Some records:
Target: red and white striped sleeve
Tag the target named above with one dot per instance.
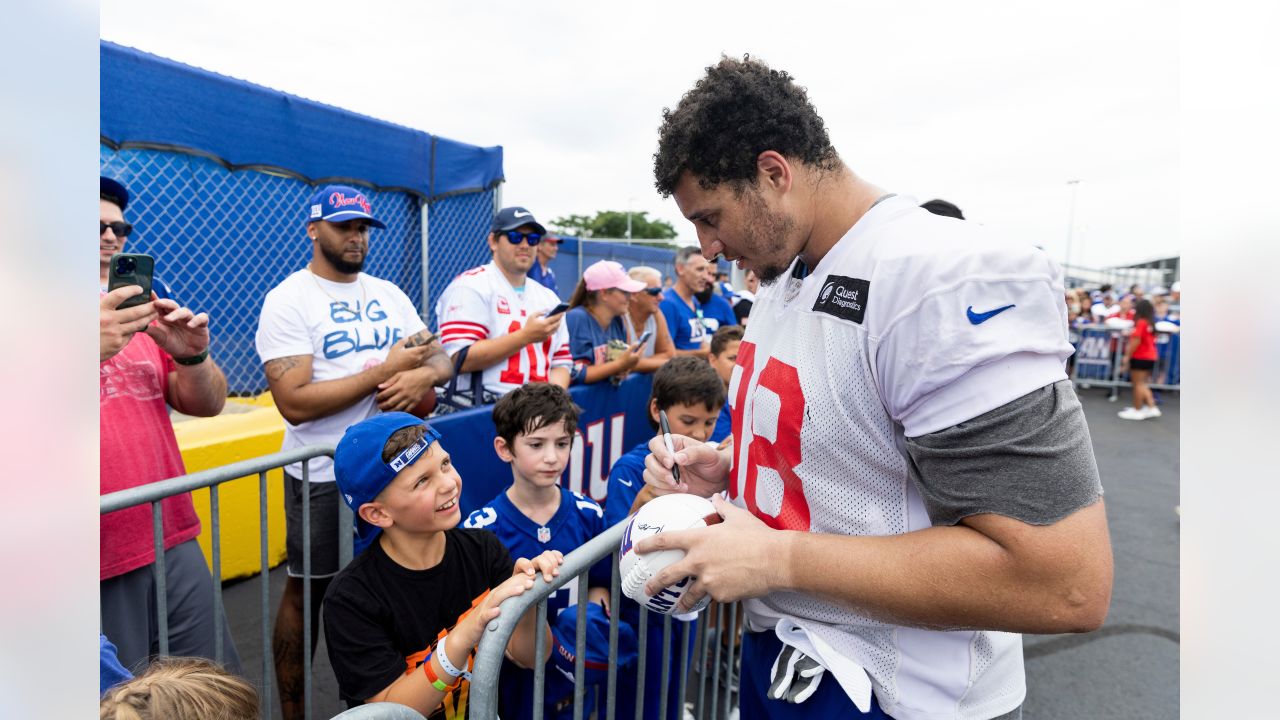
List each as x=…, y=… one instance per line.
x=464, y=318
x=560, y=352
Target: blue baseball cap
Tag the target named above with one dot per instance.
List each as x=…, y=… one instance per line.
x=357, y=461
x=338, y=204
x=515, y=217
x=113, y=191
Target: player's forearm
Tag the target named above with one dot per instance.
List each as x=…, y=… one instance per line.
x=488, y=352
x=952, y=578
x=199, y=390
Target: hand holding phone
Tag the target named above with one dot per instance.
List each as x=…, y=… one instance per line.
x=640, y=342
x=131, y=268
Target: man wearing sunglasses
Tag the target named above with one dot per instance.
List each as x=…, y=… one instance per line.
x=502, y=317
x=152, y=356
x=540, y=270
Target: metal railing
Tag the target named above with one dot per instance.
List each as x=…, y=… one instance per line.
x=1100, y=354
x=211, y=479
x=493, y=643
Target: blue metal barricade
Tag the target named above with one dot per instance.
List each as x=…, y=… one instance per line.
x=1100, y=355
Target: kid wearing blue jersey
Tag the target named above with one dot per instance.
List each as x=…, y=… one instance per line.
x=535, y=425
x=691, y=395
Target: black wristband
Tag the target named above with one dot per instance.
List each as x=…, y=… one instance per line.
x=193, y=359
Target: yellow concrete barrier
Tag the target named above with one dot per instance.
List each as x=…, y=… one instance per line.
x=250, y=429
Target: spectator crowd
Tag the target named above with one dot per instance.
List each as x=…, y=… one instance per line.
x=350, y=361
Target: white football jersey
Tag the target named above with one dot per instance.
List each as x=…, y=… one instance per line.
x=480, y=304
x=910, y=324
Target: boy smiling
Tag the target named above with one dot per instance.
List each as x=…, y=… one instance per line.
x=403, y=619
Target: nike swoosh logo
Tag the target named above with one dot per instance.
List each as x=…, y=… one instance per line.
x=979, y=318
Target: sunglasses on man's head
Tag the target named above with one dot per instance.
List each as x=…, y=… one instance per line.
x=120, y=229
x=516, y=237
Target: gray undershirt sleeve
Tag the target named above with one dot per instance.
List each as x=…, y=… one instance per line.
x=1031, y=460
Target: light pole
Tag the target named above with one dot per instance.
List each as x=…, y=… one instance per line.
x=1070, y=227
x=630, y=201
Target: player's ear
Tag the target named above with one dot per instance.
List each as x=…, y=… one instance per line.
x=773, y=171
x=375, y=514
x=502, y=449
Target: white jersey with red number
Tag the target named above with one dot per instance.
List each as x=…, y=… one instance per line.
x=480, y=304
x=910, y=324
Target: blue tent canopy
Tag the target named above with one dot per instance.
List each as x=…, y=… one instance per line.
x=152, y=101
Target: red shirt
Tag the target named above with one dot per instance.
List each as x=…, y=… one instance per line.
x=1146, y=349
x=138, y=447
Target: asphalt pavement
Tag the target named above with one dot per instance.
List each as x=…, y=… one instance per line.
x=1125, y=670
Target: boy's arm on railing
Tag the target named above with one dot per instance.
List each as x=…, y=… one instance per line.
x=499, y=632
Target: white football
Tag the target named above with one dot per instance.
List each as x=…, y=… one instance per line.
x=667, y=513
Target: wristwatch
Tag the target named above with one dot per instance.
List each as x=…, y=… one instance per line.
x=193, y=359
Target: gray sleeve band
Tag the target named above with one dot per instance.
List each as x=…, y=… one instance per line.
x=1031, y=460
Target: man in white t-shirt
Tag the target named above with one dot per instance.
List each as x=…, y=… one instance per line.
x=502, y=317
x=912, y=481
x=337, y=346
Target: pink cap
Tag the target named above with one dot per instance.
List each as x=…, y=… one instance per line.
x=608, y=274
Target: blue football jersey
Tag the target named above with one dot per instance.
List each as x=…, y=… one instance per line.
x=577, y=520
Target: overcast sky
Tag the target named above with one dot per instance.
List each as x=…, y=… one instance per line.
x=992, y=105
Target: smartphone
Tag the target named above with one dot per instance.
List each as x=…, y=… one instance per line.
x=131, y=268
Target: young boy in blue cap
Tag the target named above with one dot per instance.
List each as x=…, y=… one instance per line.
x=403, y=619
x=535, y=425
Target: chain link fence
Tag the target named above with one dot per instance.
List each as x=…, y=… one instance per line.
x=223, y=238
x=464, y=246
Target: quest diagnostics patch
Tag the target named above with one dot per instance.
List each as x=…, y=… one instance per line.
x=844, y=297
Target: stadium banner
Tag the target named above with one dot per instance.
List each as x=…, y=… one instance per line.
x=611, y=423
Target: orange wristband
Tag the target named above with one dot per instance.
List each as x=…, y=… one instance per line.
x=435, y=679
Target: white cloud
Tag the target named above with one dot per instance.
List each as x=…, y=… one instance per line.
x=991, y=105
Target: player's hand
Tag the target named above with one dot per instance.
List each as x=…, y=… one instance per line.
x=548, y=564
x=405, y=390
x=539, y=327
x=115, y=327
x=703, y=469
x=178, y=331
x=732, y=560
x=405, y=356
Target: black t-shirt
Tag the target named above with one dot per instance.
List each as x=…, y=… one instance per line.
x=380, y=616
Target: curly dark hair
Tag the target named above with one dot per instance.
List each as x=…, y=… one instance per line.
x=531, y=408
x=684, y=381
x=739, y=110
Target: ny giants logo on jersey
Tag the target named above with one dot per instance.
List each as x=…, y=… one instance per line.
x=844, y=297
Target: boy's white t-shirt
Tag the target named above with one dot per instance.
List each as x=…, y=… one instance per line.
x=346, y=328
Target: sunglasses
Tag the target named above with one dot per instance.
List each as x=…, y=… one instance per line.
x=120, y=229
x=516, y=237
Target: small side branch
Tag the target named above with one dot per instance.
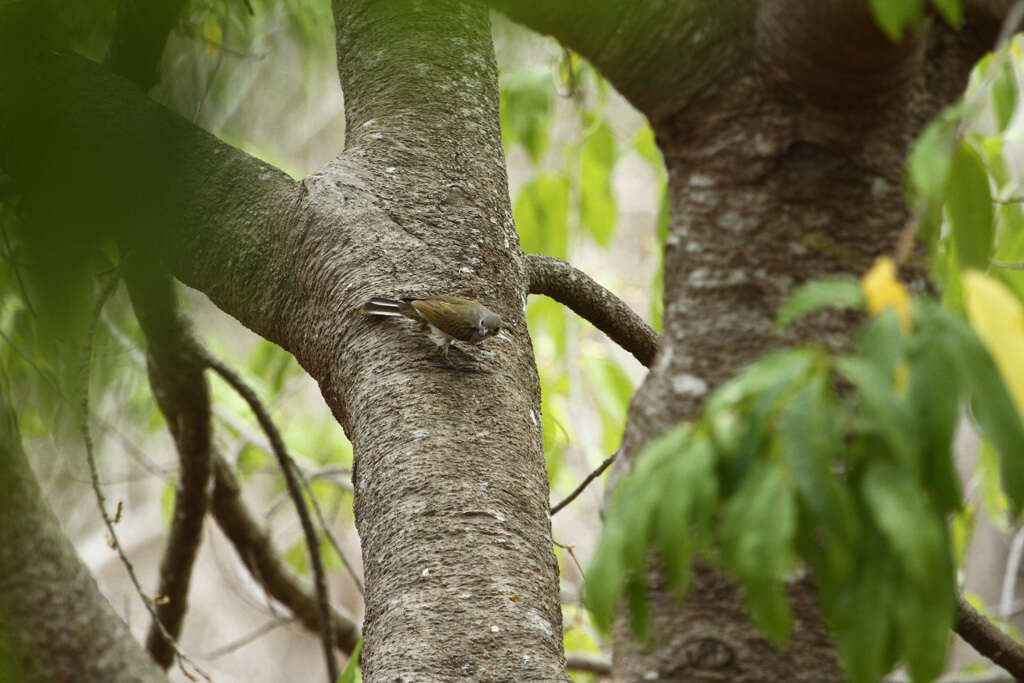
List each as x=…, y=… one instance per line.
x=179, y=386
x=257, y=554
x=985, y=637
x=288, y=469
x=586, y=482
x=556, y=279
x=85, y=368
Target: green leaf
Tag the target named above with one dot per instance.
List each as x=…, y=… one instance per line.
x=894, y=15
x=951, y=11
x=684, y=516
x=991, y=406
x=883, y=413
x=842, y=291
x=901, y=510
x=759, y=524
x=928, y=171
x=622, y=551
x=605, y=577
x=597, y=202
x=970, y=208
x=1005, y=93
x=808, y=441
x=525, y=107
x=862, y=627
x=352, y=673
x=541, y=211
x=934, y=392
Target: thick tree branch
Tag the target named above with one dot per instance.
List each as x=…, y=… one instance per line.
x=217, y=217
x=556, y=279
x=988, y=639
x=658, y=54
x=256, y=552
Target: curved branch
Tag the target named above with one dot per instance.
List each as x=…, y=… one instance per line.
x=985, y=637
x=201, y=198
x=556, y=279
x=256, y=552
x=289, y=469
x=179, y=386
x=657, y=54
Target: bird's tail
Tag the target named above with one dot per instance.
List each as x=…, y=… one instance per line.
x=385, y=306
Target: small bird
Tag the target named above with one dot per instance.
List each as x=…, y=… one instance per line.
x=446, y=318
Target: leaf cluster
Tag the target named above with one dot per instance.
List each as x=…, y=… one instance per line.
x=838, y=464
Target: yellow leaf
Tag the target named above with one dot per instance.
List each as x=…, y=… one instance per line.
x=883, y=290
x=212, y=34
x=998, y=318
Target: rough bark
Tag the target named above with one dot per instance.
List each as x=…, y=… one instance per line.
x=54, y=623
x=451, y=492
x=784, y=148
x=451, y=489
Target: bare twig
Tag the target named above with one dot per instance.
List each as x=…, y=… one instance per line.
x=183, y=397
x=988, y=640
x=250, y=637
x=256, y=552
x=329, y=532
x=586, y=482
x=291, y=481
x=85, y=368
x=556, y=279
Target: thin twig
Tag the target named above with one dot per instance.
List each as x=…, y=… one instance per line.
x=987, y=639
x=586, y=482
x=288, y=470
x=571, y=551
x=181, y=392
x=85, y=368
x=328, y=531
x=249, y=637
x=256, y=552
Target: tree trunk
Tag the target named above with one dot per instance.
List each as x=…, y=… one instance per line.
x=783, y=126
x=451, y=489
x=54, y=623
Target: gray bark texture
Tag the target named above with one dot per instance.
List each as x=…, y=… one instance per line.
x=451, y=489
x=783, y=126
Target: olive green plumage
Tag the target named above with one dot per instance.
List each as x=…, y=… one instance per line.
x=446, y=318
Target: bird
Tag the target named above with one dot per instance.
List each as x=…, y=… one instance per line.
x=446, y=318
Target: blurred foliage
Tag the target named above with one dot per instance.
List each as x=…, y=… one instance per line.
x=844, y=463
x=784, y=467
x=558, y=115
x=895, y=16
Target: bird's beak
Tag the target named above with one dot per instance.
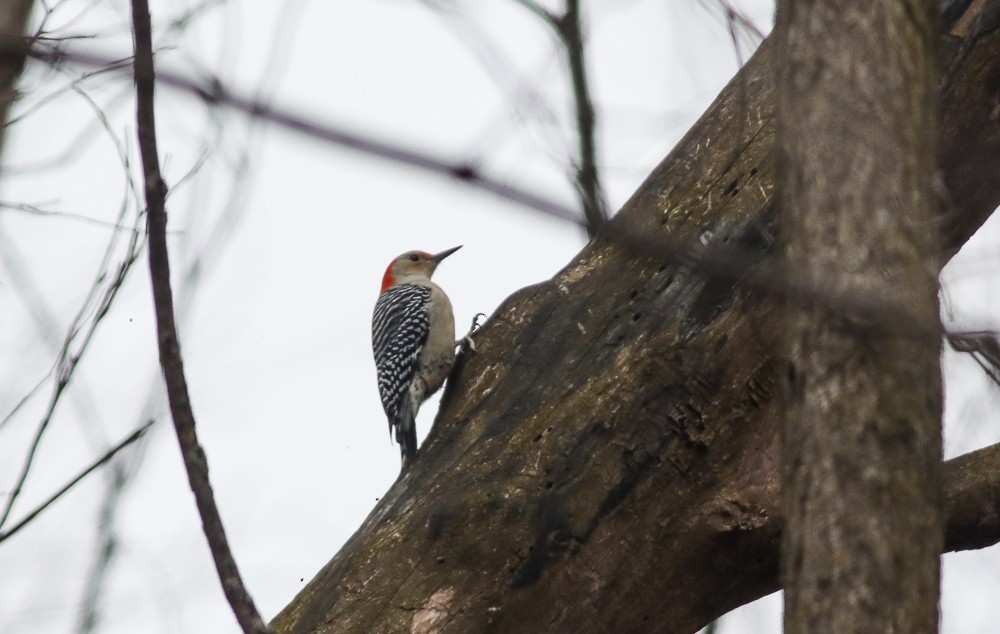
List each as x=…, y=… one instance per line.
x=437, y=257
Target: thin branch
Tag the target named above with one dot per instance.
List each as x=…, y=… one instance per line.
x=215, y=92
x=569, y=29
x=68, y=360
x=195, y=461
x=111, y=453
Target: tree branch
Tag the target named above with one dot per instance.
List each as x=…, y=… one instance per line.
x=195, y=461
x=111, y=453
x=609, y=459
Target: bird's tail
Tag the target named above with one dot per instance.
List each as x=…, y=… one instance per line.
x=406, y=432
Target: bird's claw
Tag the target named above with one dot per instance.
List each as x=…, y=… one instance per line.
x=466, y=342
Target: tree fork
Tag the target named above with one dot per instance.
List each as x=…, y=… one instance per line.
x=610, y=455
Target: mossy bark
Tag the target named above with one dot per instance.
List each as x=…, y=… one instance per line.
x=609, y=459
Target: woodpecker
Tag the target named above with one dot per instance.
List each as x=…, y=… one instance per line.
x=413, y=339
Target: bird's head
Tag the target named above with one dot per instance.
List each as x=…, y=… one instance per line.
x=413, y=265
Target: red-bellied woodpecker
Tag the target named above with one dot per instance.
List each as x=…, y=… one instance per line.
x=413, y=338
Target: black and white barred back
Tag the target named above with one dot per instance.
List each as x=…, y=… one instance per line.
x=400, y=326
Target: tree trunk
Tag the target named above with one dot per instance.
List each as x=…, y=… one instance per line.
x=857, y=130
x=608, y=460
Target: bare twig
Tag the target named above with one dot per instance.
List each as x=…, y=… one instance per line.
x=68, y=360
x=111, y=453
x=569, y=29
x=215, y=92
x=195, y=461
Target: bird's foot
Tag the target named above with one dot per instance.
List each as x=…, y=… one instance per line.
x=466, y=342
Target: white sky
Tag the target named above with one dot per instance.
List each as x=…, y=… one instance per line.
x=277, y=342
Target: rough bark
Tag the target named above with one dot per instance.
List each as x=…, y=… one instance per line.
x=608, y=461
x=13, y=23
x=857, y=130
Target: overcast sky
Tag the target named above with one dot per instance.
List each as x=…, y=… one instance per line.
x=292, y=236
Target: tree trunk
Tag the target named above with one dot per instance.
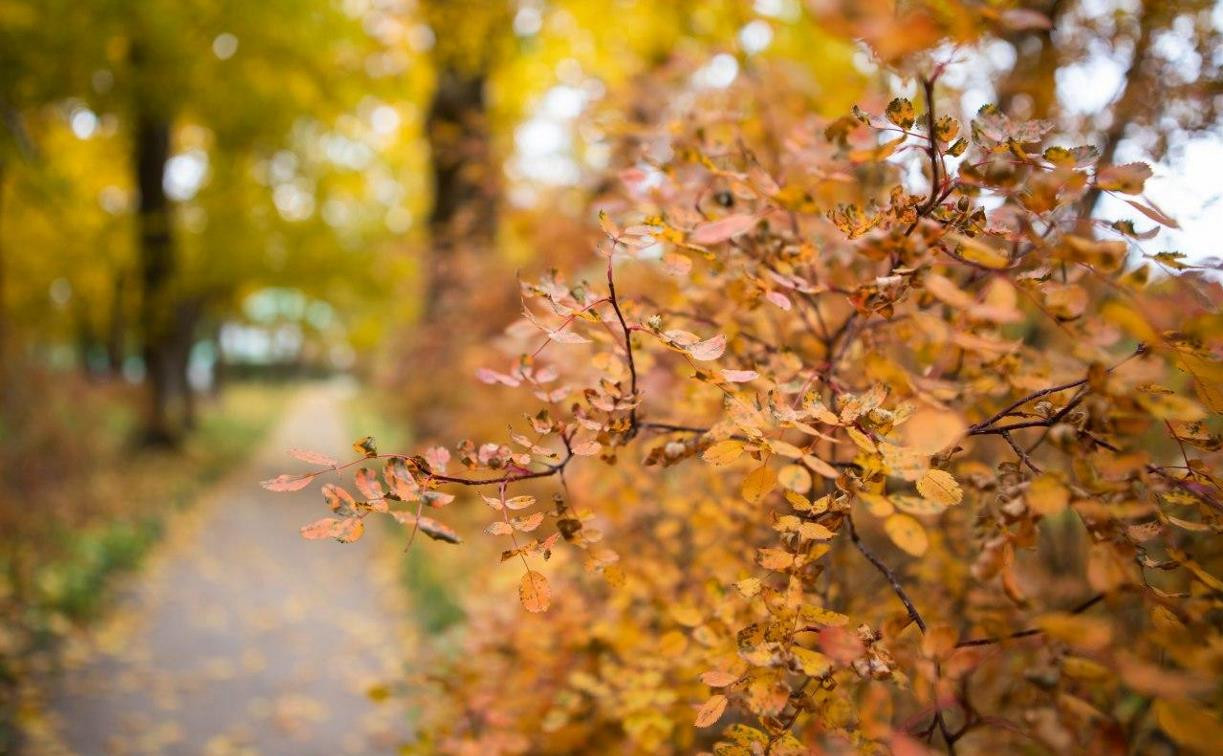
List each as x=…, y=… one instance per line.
x=4, y=310
x=1036, y=66
x=464, y=211
x=152, y=151
x=116, y=328
x=186, y=319
x=461, y=231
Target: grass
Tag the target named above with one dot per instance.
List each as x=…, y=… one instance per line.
x=84, y=507
x=154, y=485
x=422, y=573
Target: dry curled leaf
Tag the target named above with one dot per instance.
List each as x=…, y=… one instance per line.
x=711, y=711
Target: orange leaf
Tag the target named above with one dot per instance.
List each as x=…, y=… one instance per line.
x=711, y=711
x=535, y=592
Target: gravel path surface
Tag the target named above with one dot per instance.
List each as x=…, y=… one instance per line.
x=240, y=636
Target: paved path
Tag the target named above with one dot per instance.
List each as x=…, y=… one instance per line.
x=241, y=637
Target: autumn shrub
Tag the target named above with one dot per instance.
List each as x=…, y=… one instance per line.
x=828, y=456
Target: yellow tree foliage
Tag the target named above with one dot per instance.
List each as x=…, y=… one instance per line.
x=829, y=456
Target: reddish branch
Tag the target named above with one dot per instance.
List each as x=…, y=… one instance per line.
x=986, y=641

WRITTEN REQUEST: Rewrite every line of the listing from the line with "Target: man in white t-shirt" to the line with "x=337, y=346", and decrease each x and y coordinate by 13.

FINISHED EXERCISE:
Target: man in white t-shirt
Tag the target named above with one dot per instance.
List each as x=…, y=… one instance per line.
x=489, y=304
x=899, y=468
x=324, y=333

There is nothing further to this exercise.